(Referring expression pointing data)
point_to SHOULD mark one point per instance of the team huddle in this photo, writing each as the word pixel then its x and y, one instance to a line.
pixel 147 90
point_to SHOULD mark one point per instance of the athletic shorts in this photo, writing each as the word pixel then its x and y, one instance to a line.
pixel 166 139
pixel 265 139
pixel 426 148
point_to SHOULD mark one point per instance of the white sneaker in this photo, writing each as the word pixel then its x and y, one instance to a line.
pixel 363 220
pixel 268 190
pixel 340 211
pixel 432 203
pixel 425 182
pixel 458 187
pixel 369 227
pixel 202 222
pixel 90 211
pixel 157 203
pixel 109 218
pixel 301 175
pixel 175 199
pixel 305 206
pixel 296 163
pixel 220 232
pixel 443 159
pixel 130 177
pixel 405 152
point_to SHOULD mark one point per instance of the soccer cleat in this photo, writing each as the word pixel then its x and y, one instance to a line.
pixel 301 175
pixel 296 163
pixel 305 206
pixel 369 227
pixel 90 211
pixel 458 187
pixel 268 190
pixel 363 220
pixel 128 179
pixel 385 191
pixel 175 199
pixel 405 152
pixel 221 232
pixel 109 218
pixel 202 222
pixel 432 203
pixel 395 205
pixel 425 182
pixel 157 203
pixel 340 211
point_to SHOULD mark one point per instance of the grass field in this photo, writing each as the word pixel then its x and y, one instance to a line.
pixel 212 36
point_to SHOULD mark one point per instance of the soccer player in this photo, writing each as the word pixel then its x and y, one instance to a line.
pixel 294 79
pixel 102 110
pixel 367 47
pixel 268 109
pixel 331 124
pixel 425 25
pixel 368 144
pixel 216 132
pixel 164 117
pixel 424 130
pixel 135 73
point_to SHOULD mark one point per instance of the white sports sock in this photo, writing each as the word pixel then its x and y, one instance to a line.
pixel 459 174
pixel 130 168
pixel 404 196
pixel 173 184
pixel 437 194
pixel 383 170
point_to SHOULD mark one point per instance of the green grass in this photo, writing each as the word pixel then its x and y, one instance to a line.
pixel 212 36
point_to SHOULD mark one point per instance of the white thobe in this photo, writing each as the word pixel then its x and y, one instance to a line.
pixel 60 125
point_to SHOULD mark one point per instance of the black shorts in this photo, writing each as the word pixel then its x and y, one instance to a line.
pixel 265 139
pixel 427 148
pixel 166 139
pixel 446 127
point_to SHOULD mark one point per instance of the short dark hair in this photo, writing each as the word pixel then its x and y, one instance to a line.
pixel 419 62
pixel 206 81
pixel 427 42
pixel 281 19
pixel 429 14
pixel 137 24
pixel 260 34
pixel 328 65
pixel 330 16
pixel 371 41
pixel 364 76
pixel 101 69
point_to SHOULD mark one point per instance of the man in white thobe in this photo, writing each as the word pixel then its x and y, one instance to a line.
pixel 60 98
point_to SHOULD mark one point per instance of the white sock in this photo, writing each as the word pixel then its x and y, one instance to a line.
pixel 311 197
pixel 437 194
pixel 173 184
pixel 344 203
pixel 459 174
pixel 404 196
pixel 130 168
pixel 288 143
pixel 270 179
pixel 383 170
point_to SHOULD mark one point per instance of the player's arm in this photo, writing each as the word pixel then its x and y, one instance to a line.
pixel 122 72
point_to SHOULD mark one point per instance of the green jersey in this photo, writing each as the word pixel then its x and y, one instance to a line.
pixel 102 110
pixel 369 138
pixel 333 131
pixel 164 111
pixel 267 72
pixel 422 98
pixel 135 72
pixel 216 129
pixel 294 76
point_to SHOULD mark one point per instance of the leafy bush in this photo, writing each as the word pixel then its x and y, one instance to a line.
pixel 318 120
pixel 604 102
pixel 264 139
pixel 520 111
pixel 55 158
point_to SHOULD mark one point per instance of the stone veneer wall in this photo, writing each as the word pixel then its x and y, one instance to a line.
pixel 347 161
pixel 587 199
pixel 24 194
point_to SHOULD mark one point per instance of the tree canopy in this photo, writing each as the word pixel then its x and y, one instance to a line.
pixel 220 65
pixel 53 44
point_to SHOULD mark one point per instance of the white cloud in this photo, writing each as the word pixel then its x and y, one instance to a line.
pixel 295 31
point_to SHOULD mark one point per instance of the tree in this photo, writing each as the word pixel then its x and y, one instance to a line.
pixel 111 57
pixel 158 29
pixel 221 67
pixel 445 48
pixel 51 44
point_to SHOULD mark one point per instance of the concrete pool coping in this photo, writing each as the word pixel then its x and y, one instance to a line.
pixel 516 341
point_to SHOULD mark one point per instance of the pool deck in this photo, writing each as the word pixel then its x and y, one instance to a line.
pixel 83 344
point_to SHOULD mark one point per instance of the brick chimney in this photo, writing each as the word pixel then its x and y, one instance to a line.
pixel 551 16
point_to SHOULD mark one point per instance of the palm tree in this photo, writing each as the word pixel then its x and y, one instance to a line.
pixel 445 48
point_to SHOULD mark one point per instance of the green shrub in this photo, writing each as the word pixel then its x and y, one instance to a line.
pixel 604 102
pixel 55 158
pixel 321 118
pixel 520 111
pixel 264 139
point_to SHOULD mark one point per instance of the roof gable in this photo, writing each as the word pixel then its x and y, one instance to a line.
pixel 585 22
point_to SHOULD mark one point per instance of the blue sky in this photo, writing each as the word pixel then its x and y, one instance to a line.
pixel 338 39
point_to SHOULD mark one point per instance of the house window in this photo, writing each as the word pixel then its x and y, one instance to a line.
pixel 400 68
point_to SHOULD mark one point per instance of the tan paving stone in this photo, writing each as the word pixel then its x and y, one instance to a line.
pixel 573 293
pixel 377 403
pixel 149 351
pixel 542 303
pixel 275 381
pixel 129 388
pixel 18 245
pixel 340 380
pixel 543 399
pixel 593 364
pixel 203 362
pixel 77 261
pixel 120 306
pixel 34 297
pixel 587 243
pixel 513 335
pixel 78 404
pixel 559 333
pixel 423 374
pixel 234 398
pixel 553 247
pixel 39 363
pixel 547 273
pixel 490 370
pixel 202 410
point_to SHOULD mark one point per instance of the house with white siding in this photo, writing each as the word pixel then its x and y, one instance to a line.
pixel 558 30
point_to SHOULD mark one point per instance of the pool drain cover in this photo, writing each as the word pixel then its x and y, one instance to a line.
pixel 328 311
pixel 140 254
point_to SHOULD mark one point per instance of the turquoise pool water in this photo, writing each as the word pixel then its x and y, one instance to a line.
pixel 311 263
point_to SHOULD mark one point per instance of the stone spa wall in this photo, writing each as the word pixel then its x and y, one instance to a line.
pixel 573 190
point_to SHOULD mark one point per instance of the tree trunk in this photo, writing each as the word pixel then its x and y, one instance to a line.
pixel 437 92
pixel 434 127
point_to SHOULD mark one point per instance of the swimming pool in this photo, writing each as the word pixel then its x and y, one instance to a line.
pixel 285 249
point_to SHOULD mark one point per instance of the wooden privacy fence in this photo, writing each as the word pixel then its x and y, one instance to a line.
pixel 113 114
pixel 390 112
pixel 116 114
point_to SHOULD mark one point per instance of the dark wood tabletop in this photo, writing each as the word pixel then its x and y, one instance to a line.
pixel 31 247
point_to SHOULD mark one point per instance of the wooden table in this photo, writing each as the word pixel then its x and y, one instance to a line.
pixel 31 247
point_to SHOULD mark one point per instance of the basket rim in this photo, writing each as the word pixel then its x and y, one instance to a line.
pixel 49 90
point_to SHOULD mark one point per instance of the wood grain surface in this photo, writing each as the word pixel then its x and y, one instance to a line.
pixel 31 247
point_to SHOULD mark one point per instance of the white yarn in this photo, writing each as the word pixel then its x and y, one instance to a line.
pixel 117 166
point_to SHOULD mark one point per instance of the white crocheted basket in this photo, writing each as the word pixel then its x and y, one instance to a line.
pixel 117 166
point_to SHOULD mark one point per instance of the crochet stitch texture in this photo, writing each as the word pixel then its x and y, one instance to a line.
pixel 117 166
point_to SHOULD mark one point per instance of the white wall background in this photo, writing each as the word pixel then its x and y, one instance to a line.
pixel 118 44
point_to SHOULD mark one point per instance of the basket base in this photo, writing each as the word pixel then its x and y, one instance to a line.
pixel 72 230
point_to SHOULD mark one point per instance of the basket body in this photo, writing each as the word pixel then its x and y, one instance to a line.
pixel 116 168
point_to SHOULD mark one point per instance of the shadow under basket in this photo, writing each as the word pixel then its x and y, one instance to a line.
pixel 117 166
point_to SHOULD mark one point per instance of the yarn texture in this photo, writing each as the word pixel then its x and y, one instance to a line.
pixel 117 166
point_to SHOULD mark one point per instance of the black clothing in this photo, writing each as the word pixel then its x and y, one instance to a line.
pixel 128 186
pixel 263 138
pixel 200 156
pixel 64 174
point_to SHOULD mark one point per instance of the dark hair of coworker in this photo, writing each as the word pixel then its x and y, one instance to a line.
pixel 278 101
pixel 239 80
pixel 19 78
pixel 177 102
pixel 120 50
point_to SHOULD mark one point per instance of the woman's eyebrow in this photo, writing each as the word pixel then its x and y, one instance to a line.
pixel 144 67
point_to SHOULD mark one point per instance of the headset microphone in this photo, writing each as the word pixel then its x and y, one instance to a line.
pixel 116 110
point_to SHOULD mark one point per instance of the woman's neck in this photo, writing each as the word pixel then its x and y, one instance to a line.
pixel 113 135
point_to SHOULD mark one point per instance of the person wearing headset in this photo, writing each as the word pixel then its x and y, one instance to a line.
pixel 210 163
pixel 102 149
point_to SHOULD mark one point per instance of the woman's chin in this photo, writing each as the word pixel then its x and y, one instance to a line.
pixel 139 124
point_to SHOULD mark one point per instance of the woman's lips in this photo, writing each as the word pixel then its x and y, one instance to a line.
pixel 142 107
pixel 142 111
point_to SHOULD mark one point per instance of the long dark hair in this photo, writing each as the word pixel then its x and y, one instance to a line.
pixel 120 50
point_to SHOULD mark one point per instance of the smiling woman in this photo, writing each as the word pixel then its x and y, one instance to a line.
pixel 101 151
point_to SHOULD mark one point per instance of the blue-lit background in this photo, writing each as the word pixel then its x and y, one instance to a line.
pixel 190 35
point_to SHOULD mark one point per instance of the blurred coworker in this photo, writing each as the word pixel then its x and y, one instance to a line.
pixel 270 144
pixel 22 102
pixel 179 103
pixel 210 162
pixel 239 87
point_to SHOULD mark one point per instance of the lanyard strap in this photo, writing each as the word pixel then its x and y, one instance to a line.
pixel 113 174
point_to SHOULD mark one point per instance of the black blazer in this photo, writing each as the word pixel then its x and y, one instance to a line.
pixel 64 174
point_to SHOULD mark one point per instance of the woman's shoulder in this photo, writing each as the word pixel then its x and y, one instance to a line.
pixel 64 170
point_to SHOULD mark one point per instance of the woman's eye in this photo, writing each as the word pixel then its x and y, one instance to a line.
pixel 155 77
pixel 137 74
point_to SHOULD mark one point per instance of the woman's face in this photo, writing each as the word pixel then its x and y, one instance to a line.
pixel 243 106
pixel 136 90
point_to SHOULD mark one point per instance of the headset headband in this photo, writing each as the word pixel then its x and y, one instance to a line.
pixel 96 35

◆ What to produce
Copy exactly, and only, the lines from the line that contains "woman's eye in" through the end of the data above.

◆ Exercise solution
point_to SHOULD mark one point per instance of the woman's eye in this photo, writing each as the word pixel then its x and y, one instance to a line.
pixel 155 77
pixel 137 74
point_to SHOULD mark one point per instance of the woman's face in this photo, writing each as the word pixel then its x and y, one instance to a line.
pixel 243 106
pixel 136 90
point_to SHOULD mark one point per instance of the headset headband in this photo, writing each as the word pixel then its x and y, one instance to a line.
pixel 96 35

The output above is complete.